» **GIVEN EXERCISE**
Extract every line of the records below and reproduce each one word for word, in the same order.

» **DATA FOR THIS TASK**
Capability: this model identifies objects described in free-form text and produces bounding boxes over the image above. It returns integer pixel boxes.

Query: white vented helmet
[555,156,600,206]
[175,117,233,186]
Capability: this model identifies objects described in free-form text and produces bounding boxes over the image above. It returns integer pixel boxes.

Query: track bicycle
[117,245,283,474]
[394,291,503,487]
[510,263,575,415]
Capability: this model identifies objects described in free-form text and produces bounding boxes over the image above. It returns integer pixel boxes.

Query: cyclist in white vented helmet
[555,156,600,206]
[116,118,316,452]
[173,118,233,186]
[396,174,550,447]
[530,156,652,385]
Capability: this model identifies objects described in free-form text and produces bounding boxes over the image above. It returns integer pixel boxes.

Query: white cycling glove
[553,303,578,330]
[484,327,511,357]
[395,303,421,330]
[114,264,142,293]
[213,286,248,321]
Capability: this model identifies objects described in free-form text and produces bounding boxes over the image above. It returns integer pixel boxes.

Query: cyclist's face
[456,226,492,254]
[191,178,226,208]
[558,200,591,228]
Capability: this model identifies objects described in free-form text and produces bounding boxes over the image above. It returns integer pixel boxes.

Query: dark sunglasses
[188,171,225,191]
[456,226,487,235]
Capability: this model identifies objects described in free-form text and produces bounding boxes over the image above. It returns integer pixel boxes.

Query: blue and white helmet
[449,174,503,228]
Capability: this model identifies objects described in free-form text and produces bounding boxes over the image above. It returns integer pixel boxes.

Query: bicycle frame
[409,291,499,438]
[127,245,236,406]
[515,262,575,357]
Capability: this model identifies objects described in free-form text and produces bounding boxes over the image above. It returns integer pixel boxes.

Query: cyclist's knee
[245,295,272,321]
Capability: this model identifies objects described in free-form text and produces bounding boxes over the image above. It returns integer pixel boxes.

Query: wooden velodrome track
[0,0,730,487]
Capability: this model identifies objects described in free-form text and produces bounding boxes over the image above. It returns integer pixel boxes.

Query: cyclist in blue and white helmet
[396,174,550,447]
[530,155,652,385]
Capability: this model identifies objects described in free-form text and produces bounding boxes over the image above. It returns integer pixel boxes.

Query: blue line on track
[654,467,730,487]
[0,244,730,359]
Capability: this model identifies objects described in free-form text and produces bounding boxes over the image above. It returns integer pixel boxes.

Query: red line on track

» **RESPONSE**
Capability: this model identifies objects described in free-form text and produces bounding boxes over the image above. It returns integer pixel boxes.

Query: white vented helmet
[555,156,600,206]
[175,117,233,186]
Capability: this model identifies objects described in free-form text and produces bounding boxes over the image above. It returns integer pixel boxes.

Query: track bicycle
[117,245,283,474]
[394,291,503,487]
[510,263,575,415]
Capability: this model identifies objects described in free-form text and produces bounding boxes over the image above. It returns integer pixel boxes.

Query: cyclist in white vented helmet
[555,156,600,206]
[116,118,316,452]
[173,118,233,186]
[396,174,550,447]
[530,156,652,385]
Capability: this model identifies objects described in free-form text and produces bounding boxes over the image above. It returns integer pixel boxes.

Query: white cycling glove
[553,303,578,330]
[484,327,511,357]
[395,303,421,330]
[114,264,142,293]
[213,286,248,321]
Capability: this model identifies objects described in free-form text and produces bounding boxes over the image above. It returns integer pixel boxes.

Query: cyclist's face
[456,226,492,254]
[191,178,226,208]
[558,200,591,228]
Capability: this model identifies objects described in free-form text and produces bounding boxes over the image above. It returns integer pixel boxes.

Query: dark sunglasses
[188,171,225,191]
[456,226,487,235]
Capability: this model identifies objects described in free-form text and produces bounding boxes over the image above. It returns integer pixel boxes.

Query: blue and white helmet
[449,174,503,228]
Capability: this model identifies objects described in free-form text and produces bounding boxes over the image above. It returns integer pixel boxes.

Query: bicycle frame
[409,291,499,438]
[127,245,236,406]
[515,262,575,357]
Capability: this model identifies objects described in free-form text and produces bounding boxes over the image above. It returns integer pixel boxes.

Query: cyclist's knee
[245,295,272,321]
Capability: this model identifies objects described in free-form text and produces bounding boxes over the image above. It returns integer pixel boxes.

Query: wooden velodrome track
[0,0,730,487]
Capability: this model identifies objects described in free-form text and produces bounding boxes over the image above. It returns integer pixel boxes.

Query: cyclist in blue and white helmet
[396,174,550,447]
[530,155,652,385]
Capability: this model identifies objects described in free-form text and produces bounding boxes over the image above. It returns integer pixel boxes.

Query: blue line on track
[654,467,730,487]
[0,244,730,359]
Capability: this model identifies objects described in free-form text and produces bounding boxes over the image above. It returns integer pixel boxes.

Query: red line on track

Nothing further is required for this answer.